**Activity**
Give every line below again, exactly as it appears.

Region pointing data

● ● ● ● ● ● ●

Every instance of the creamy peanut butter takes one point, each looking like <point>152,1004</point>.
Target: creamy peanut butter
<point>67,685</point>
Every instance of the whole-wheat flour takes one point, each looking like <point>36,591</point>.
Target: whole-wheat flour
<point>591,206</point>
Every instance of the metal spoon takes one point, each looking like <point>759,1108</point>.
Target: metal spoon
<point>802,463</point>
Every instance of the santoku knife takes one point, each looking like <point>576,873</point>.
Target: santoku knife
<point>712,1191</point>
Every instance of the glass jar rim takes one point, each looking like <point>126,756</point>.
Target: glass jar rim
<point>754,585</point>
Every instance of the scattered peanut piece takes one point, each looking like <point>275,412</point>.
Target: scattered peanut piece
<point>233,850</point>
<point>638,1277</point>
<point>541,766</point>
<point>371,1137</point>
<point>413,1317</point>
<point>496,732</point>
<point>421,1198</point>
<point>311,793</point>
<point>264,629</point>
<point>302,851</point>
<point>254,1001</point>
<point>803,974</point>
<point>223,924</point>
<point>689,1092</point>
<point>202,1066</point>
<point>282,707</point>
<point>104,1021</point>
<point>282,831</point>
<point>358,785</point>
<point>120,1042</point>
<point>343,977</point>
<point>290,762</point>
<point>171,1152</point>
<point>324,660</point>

● ● ● ● ● ● ●

**Response to this task**
Every instance of the creamy peanut butter takes one point, each looking like <point>152,1004</point>.
Target: creamy peanut butter
<point>67,685</point>
Every instance of the whole-wheat flour takes one point, each looking like <point>36,591</point>.
Target: whole-wheat flour
<point>591,206</point>
Every instance of the metal spoon takes one point, each looking like <point>759,1108</point>.
Target: metal spoon
<point>802,463</point>
Every instance of the santoku knife takes one point, each looking like <point>576,873</point>.
Target: santoku knife
<point>712,1191</point>
Every instance of the glass jar rim takes one point, each looking like <point>126,756</point>.
Target: glass jar rim
<point>754,585</point>
Every instance of the scattered peanut piece takes one point, each looking like <point>275,412</point>.
Target: scattered peanut piece
<point>233,850</point>
<point>638,1277</point>
<point>541,766</point>
<point>371,1137</point>
<point>413,1317</point>
<point>496,732</point>
<point>421,1198</point>
<point>311,793</point>
<point>264,629</point>
<point>302,851</point>
<point>254,1001</point>
<point>803,974</point>
<point>223,924</point>
<point>689,1092</point>
<point>202,1066</point>
<point>282,707</point>
<point>104,1021</point>
<point>282,831</point>
<point>358,785</point>
<point>120,1042</point>
<point>343,977</point>
<point>290,762</point>
<point>171,1152</point>
<point>324,660</point>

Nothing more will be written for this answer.